===== Brano fornito =====

Predestinazione e antichità: dagli Stoici ad Agostino

La predestinazione nel pensiero antico: un destino già scritto?

Quello della predestinazione è un tema molto antico, le cui radici affondano nel pensiero e nella cultura greca classica ed ellenistica. I primi in Occidente ad elaborare tale concezione in un pensiero filosofico compiuto furono gli Stoici.

Dopo l’avvento del Cristianesimo, fu invece Agostino di Ippona il primo fra i padri della chiesa ad elaborare una dottrina in chiave cristiana sulla questione.

Cosa pensavano, dunque, gli antichi? Il nostro destino è già scritto? Siamo liberi di scegliere, oppure ogni nostra azione è già stata determinata prima della nostra nascita?

La predestinazione nel pensiero greco antico: il fato

Profondamente intessuta nella cultura greca antica era la credenza in un destino già determinato: il fato. La parola, infatti, deriva dal latino “fatum”, che significa “ciò che è stato decretato dalla divinità”. Secondo questa visione, l’andamento della vita di ogni uomo, dalla sua nascita alla sua morte, era stabilito dalla volontà divina.

===== Dati estratti =====

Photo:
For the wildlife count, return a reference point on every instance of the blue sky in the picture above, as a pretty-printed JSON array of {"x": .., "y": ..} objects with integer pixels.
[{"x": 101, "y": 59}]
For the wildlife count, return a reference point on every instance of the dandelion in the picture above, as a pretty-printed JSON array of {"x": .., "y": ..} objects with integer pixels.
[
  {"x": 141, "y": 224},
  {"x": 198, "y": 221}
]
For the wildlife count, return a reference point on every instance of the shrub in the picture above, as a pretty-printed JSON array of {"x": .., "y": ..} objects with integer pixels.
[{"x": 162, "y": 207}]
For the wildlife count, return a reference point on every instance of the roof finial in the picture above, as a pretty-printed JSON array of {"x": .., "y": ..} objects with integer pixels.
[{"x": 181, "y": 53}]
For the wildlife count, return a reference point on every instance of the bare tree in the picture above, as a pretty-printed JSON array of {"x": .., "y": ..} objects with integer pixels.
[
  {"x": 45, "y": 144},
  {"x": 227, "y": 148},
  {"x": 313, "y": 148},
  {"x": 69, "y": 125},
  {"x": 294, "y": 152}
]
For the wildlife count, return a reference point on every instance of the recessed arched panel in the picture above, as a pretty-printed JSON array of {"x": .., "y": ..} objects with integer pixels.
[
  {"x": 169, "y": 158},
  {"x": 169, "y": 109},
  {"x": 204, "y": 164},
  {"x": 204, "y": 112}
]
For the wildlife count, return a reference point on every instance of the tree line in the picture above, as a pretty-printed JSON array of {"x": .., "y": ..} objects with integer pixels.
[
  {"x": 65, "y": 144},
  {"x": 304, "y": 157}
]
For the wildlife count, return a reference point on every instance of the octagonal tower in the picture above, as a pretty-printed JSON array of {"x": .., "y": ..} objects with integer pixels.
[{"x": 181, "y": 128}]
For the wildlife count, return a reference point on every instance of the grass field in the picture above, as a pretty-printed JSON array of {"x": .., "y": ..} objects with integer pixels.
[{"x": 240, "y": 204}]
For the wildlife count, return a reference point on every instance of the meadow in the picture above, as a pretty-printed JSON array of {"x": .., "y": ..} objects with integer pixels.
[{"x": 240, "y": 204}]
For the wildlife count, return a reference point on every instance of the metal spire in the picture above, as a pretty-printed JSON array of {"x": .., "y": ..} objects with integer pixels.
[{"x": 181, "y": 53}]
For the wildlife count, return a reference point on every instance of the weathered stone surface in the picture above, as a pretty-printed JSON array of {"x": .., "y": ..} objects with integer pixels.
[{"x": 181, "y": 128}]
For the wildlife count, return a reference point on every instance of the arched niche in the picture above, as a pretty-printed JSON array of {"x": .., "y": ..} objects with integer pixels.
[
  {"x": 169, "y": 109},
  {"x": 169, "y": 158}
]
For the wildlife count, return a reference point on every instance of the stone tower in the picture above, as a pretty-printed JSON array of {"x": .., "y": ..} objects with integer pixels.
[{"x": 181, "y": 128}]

=====

▸ **Richiesta assegnata**: Indica chi furono, secondo il brano sulla predestinazione, i primi in Occidente a elaborarne la concezione in un pensiero filosofico compiuto.

▸ **Risposta finale**: Gli Stoici.